__What needs to be done__.
Resume the passage on Ford's Corktown campus after its final sentence and carry it forward in the same formal tone.

__Selected passage__.
▬▬▬

A major redevelopment push in the area was started by the Ford Motor Company, which began development on an urban campus in Corktown in 2017 with its purchase, renovation and occupation of The Factory building at Michigan Ave. and Rosa Parks Blvd. Ford later bought other parcels of land in Corktown, including the Michigan Central Station and the adjacent Roosevelt Warehouse. Ford plans a new $740 million Corktown campus, including 1.2 million square feet of mixed-use development spread over the Michigan Central Station, Roosevelt Warehouse, the Factory building at 1907 Michigan Avenue, and build a new mixed-use 290,000-square foot (27,000 m2), four-story building on the vacant brass factory building site, known as "The Alchemy", at 2051 Rosa Park Blvd. Ford also announced plans to build two new parking structures.

The focus of the Corktown campus will be on autonomous vehicles and electric vehicles. Ford expects to move 2,500 of its employees to the campus with space for an additional 2,500 entrepreneurs, technology companies and partners related to Ford's expansion into Autos 2.0. Ford is also seeking $104 million in tax breaks from the city as part of a $250 million incentive package over 34 years.

In 2020, Ford revealed a new site plan for its 30-acre Corktown Campus, a walkable Mobility Innovation District built around the Michigan Central Station that includes green spaces, new buildings, and community involvement.

▬▬▬

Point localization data
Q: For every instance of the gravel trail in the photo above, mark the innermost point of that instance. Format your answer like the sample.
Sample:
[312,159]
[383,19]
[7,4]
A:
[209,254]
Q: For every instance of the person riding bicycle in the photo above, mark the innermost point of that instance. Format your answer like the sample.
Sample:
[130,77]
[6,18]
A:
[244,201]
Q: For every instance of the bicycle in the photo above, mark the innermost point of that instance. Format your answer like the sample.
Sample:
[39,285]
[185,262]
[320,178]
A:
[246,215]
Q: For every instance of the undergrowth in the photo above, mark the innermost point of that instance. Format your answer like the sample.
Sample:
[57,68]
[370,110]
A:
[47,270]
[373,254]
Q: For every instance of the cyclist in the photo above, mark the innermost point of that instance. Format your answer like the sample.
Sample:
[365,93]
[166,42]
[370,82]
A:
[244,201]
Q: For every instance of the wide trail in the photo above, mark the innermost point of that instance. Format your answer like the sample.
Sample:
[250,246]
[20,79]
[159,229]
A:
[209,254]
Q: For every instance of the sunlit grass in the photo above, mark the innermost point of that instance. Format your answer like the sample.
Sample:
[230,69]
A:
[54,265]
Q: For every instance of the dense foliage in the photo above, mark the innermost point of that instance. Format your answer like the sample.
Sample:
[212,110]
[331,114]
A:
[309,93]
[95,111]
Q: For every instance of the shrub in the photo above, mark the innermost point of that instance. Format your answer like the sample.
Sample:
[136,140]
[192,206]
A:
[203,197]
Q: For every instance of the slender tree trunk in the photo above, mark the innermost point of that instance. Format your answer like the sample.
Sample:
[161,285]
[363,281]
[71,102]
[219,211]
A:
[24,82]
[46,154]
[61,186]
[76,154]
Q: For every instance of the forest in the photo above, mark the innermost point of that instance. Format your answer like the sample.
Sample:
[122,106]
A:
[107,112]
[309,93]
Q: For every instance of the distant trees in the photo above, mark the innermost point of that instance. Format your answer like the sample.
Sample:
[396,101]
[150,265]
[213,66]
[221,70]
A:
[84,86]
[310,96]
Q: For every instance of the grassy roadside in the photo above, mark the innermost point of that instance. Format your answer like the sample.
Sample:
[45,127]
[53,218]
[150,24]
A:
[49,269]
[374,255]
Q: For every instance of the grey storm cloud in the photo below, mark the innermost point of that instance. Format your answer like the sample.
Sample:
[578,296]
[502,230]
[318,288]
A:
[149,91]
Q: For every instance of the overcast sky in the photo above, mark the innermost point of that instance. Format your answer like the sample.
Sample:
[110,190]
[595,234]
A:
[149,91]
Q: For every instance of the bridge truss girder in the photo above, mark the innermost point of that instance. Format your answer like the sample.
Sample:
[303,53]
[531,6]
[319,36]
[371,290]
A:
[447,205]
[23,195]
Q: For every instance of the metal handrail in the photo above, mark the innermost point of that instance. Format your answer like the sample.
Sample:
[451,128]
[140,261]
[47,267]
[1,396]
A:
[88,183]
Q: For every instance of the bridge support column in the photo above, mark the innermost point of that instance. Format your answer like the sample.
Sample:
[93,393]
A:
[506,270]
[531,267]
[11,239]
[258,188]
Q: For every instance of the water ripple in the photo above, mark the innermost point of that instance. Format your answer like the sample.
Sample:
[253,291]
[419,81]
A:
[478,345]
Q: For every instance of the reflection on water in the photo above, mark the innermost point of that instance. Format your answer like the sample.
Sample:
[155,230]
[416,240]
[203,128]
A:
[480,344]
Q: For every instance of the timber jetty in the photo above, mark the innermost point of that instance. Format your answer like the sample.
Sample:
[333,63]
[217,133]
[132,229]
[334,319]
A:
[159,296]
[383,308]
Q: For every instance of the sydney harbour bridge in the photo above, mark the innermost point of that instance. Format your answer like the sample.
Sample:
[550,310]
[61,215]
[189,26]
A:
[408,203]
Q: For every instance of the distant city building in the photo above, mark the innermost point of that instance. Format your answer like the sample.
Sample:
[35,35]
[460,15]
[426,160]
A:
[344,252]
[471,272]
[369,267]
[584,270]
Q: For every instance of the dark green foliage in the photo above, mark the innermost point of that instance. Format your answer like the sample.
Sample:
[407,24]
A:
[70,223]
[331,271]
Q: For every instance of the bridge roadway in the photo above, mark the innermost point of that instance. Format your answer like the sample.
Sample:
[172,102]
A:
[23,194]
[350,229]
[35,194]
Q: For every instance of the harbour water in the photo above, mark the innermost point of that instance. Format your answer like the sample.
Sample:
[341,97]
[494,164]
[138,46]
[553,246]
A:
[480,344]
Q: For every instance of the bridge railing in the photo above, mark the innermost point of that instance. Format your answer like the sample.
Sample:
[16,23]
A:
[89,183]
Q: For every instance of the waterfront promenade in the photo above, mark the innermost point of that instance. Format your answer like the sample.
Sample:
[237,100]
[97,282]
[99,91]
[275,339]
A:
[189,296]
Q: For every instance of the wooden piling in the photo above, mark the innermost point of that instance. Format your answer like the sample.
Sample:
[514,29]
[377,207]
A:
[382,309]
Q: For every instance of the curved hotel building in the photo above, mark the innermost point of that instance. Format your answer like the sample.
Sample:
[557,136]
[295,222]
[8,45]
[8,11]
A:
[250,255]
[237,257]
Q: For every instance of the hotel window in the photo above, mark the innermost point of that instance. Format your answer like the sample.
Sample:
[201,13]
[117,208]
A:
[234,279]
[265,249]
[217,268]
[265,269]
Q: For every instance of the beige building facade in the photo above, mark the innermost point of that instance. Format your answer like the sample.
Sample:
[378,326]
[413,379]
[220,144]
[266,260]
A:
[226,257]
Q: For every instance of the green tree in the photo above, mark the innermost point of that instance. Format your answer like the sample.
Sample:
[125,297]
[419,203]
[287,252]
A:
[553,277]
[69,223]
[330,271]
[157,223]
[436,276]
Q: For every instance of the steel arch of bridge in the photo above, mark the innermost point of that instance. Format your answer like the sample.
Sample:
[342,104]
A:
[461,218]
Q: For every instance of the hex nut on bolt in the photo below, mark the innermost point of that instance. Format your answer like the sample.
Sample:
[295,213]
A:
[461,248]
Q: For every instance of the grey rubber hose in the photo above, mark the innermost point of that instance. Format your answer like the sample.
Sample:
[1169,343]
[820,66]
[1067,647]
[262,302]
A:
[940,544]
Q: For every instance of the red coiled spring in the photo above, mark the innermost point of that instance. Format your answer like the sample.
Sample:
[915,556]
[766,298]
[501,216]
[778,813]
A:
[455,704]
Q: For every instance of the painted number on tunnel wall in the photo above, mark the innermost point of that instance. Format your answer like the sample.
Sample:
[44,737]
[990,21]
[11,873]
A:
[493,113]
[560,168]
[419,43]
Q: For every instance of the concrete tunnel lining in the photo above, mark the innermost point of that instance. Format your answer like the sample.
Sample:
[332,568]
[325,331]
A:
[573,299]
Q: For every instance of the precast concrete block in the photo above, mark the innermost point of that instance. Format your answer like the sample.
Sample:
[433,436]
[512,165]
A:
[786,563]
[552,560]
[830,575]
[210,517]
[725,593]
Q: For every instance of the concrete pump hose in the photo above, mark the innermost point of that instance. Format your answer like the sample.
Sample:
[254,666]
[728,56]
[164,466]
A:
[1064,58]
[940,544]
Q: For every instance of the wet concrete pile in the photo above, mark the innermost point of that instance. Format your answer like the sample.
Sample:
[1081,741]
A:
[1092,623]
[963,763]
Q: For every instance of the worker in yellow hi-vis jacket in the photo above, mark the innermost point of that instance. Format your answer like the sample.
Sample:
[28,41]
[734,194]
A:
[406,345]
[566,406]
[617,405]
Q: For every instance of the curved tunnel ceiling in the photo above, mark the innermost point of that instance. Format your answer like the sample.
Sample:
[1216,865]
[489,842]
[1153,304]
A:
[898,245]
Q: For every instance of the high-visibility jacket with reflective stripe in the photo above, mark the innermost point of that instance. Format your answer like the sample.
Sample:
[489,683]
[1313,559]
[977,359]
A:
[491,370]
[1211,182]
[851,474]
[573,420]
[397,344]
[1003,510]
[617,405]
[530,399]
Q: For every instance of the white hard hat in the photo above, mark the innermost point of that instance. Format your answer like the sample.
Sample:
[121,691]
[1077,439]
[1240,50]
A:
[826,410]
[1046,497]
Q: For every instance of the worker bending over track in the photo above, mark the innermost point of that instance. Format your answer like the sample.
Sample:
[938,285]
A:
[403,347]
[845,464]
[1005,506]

▬▬▬

__The answer__.
== Architecture ==
The original buildings in Corktown are Federal-style detached homes and rowhouses built by Irish settlers. A worker's row house circa 1840 is located on Sixth Street and is one of the oldest existing structures in the city of Detroit. In later years, modestly sized Victorian townhouses with Italianate, Gothic, and Queen Anne elements were constructed in the district.

 Michigan Avenue in Corktown is notable for its historic red brick pavers, which have been a defining feature of the neighborhood for decades. These bricks, originally laid in the 1890s, are a remnant of Detroit’s early efforts to improve road quality and have been preserved to maintain the area’s historic charm. Recent development plans aim to restore and reuse these historic pavers as part of the ongoing revitalization of the Michigan Avenue corridor.

==Education==

Residents are zoned to Detroit Public Schools. Residents are zoned to Owen at Pelham and King High School.

The Roman Catholic Archdiocese of Detroit operates the Most Holy Trinity School in Corktown. It is one of the four remaining Catholic grade schools in the city.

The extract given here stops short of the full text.